■ TASK DETAILS: Copy the rows below word for word, starting with the line that contains "--target blue countertop" and going on through the end of the rows.

■ A block of data:
****************
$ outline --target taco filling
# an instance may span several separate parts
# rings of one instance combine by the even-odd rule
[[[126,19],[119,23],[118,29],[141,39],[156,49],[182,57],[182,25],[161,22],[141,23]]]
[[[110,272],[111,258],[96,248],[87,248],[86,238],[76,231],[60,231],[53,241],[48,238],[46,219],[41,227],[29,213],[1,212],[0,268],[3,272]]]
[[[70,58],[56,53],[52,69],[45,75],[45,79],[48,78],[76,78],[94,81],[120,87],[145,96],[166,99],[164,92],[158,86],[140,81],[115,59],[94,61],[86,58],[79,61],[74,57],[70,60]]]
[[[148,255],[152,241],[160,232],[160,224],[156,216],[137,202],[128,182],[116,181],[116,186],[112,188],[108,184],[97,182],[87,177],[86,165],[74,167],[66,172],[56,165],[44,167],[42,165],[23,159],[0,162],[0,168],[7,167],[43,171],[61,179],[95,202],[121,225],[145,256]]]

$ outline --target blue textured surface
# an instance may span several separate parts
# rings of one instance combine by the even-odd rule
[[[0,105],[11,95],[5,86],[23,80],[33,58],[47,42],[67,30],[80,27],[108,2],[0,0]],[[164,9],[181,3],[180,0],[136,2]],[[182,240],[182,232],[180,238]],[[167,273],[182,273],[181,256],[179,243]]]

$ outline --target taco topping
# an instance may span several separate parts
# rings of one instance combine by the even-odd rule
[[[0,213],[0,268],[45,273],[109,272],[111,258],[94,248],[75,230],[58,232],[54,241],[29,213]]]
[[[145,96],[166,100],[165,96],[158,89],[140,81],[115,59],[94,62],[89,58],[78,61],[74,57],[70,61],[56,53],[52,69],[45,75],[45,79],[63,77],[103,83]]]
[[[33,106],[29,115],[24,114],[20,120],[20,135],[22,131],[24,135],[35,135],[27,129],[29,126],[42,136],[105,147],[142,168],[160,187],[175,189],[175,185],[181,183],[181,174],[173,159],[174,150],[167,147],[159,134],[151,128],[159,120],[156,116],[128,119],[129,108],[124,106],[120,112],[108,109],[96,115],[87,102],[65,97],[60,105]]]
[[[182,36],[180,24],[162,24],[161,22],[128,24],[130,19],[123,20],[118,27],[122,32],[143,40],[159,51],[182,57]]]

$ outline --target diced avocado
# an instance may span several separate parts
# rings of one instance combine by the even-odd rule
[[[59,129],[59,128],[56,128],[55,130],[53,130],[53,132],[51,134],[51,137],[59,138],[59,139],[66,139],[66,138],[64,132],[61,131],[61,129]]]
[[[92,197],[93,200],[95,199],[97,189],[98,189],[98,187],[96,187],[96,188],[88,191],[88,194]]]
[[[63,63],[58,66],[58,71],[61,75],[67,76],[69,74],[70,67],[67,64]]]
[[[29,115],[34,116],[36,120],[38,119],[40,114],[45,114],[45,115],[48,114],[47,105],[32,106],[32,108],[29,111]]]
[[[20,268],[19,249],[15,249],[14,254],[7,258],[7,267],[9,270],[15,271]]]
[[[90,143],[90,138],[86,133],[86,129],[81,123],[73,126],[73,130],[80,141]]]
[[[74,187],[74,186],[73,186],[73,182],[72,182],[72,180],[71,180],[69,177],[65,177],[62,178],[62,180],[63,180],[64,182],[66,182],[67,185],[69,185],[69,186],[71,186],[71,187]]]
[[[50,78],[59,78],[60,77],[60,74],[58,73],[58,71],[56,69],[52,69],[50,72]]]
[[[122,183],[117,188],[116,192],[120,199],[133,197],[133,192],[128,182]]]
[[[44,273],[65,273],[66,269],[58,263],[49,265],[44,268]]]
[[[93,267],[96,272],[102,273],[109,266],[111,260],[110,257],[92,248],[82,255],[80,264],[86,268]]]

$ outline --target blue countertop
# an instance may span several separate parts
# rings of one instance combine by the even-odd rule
****************
■ THE COMPLETED TASK:
$ outline --target blue countertop
# an instance may span several separate parts
# rings of one instance combine by the even-odd rule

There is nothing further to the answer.